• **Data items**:
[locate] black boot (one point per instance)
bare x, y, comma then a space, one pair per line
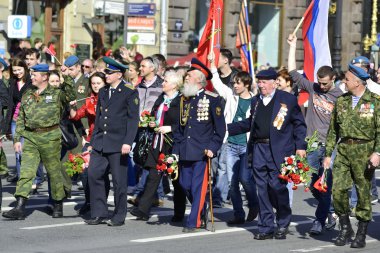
57, 209
345, 231
17, 213
359, 241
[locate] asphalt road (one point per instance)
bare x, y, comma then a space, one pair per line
40, 233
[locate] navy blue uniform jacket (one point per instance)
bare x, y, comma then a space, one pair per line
116, 119
283, 142
191, 140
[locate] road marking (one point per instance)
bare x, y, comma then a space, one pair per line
223, 231
319, 248
157, 214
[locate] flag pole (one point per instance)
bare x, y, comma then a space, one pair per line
212, 36
298, 26
249, 42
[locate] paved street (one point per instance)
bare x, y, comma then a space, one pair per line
41, 233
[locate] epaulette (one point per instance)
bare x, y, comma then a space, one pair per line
212, 94
130, 86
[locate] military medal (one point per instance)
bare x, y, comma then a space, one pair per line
202, 111
280, 118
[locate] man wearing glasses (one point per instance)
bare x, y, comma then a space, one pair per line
115, 128
322, 98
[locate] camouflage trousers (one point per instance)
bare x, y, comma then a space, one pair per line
349, 167
45, 147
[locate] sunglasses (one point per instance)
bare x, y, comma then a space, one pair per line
109, 71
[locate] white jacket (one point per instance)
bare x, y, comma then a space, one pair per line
232, 100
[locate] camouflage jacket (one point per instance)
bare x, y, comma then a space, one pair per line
43, 110
362, 122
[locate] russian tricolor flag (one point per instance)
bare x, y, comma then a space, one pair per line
315, 38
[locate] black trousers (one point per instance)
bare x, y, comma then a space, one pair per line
100, 164
150, 190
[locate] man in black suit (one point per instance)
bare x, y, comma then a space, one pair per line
116, 123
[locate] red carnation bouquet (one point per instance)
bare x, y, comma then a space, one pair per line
296, 169
167, 165
145, 119
77, 163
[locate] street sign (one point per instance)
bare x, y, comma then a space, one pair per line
141, 38
140, 23
19, 26
141, 9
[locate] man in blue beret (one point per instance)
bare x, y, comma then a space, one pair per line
355, 122
117, 117
38, 122
277, 130
199, 137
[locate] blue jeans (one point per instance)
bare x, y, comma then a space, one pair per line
237, 162
223, 178
354, 196
315, 160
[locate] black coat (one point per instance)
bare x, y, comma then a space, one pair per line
171, 118
15, 96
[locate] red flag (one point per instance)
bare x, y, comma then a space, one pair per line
215, 13
51, 50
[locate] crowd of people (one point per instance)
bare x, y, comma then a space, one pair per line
244, 127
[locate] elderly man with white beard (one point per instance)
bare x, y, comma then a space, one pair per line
199, 136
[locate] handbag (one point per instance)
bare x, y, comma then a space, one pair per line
140, 152
69, 139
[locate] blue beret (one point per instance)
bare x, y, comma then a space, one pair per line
198, 65
360, 59
71, 61
5, 64
40, 68
358, 71
267, 74
113, 65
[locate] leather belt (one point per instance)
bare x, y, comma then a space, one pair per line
350, 141
42, 129
261, 141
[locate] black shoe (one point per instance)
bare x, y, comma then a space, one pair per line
96, 221
12, 178
112, 223
252, 214
191, 230
359, 241
57, 209
236, 221
281, 233
176, 219
139, 214
17, 213
84, 209
263, 236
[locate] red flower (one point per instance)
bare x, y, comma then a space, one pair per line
71, 157
289, 161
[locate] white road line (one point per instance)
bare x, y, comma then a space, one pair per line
223, 231
319, 248
157, 214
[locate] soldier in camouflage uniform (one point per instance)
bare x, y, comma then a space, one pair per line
38, 123
356, 122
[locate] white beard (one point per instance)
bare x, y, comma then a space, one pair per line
189, 89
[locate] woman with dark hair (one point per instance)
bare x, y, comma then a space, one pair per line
166, 111
97, 81
19, 83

• **JOB**:
Output every line of the listing above as a JSON list of strings, one string per line, leaving out blank lines and the picture placeholders.

• **RESPONSE TO THIS TASK**:
[
  "[locate] black boot (one point per instance)",
  "bare x, y, comma then a space, one pair per line",
  "57, 209",
  "345, 231",
  "17, 213",
  "359, 241",
  "[locate] asphalt road (one point per instance)",
  "bare x, y, comma then a space, one pair per line",
  "40, 233",
  "[locate] navy blue uniform jacket (one point per instance)",
  "bare x, y, comma then a space, one pair per line",
  "116, 119",
  "283, 142",
  "191, 140",
  "[locate] road marking (one point per instance)",
  "bare x, y, comma then a space, one pair per line",
  "223, 231",
  "319, 248",
  "157, 214",
  "[locate] flag pole (one point per instance)",
  "bare x, y, comma then a space, one pair per line",
  "212, 36",
  "298, 26",
  "249, 42",
  "[locate] paved street (one point per instance)",
  "bare x, y, comma then a space, one pair per line",
  "41, 233",
  "[locate] epaulette (one point per instance)",
  "bare x, y, comma then a space, one pair per line",
  "212, 94",
  "130, 86",
  "[locate] military medal (one point per instance)",
  "bare x, y, comma then a space, one pair per line",
  "202, 111",
  "280, 118",
  "[locate] man wearing glasses (one point per instance)",
  "bare x, y, comma then a space, one pair per line",
  "115, 128",
  "322, 98",
  "[locate] camouflage trousers (one point per instance)",
  "bare x, y, comma then a space, one pair per line",
  "349, 167",
  "45, 147",
  "[locate] sunglasses (one point per instance)",
  "bare x, y, comma then a space, one pair per line",
  "109, 71",
  "[locate] white jacket (one point per instance)",
  "bare x, y, comma then a space, one pair per line",
  "232, 100",
  "[locate] camouflage jacket (one point per instance)",
  "bare x, y, comma then a space, one pair per line",
  "43, 110",
  "362, 122",
  "[locate] russian tricolor flag (one point per instance)",
  "bare x, y, comma then a space, one pair per line",
  "315, 38",
  "[locate] black trousers (one point per instance)",
  "bare x, y, comma then a space, one pair per line",
  "100, 164",
  "150, 190",
  "[locate] man in black suit (one point per instance)",
  "bare x, y, comma then a space, one pair per line",
  "116, 123",
  "[locate] red carnation bouquet (one point per instance)",
  "bare x, y, comma then a space, one pair per line",
  "296, 169",
  "167, 165",
  "145, 119",
  "77, 163",
  "[locate] street sign (one point per instance)",
  "bare x, y, comma then a space, one pair per line",
  "141, 38",
  "140, 23",
  "19, 26",
  "141, 9",
  "[locate] man in blue beret (one point per instance)",
  "bare x, y, comma then a space, one pair per line",
  "355, 122",
  "117, 117",
  "38, 122",
  "277, 130",
  "199, 137",
  "[locate] blue jeans (one point per instance)",
  "bare x, y, comma then a space, one pair per line",
  "237, 162",
  "223, 178",
  "354, 196",
  "315, 160",
  "[locate] black coat (one point per instance)",
  "bare x, y, comma then a space, one pair per line",
  "171, 118",
  "15, 96",
  "[locate] red flag (one point per instance)",
  "bare x, y, comma then a space, one pair per line",
  "215, 13",
  "51, 50",
  "[locate] crowd of people (one point per instance)",
  "bare x, y, comma then a space, one pair per line",
  "244, 127",
  "[locate] elderly man with white beard (one point per instance)",
  "bare x, y, comma then a space, one pair per line",
  "199, 136",
  "[locate] handbag (one point per instance)",
  "bare x, y, comma then a space, one pair per line",
  "140, 152",
  "69, 139",
  "[locate] blue beret (one point per instance)",
  "bare x, y, comma then a space, one pair per line",
  "198, 65",
  "360, 59",
  "71, 61",
  "5, 64",
  "40, 68",
  "358, 71",
  "267, 74",
  "113, 65",
  "[locate] leather belt (one point per instance)",
  "bare x, y, comma then a space, one pair per line",
  "350, 141",
  "42, 129",
  "261, 141",
  "[locate] black shoe (one point per instance)",
  "bare x, y, comma then a space, one pair per line",
  "96, 221",
  "12, 178",
  "112, 223",
  "252, 214",
  "191, 230",
  "359, 241",
  "57, 209",
  "236, 221",
  "281, 233",
  "176, 219",
  "139, 214",
  "17, 213",
  "84, 209",
  "263, 236",
  "[locate] red flower (one point per instance)",
  "bare x, y, comma then a space, one pair per line",
  "71, 157",
  "289, 161",
  "[locate] white road line (one point per instance)",
  "bare x, y, comma then a space, one pair per line",
  "223, 231",
  "319, 248",
  "157, 214",
  "[locate] soldier in camouflage uniform (one point per instance)",
  "bare x, y, comma then a space, one pair per line",
  "38, 123",
  "356, 122",
  "[locate] white beard (one point per instance)",
  "bare x, y, comma then a space, one pair per line",
  "189, 89",
  "[locate] woman with dark hair (one point per instance)",
  "bare x, y, comma then a space, one pair per line",
  "166, 111",
  "97, 81",
  "19, 83"
]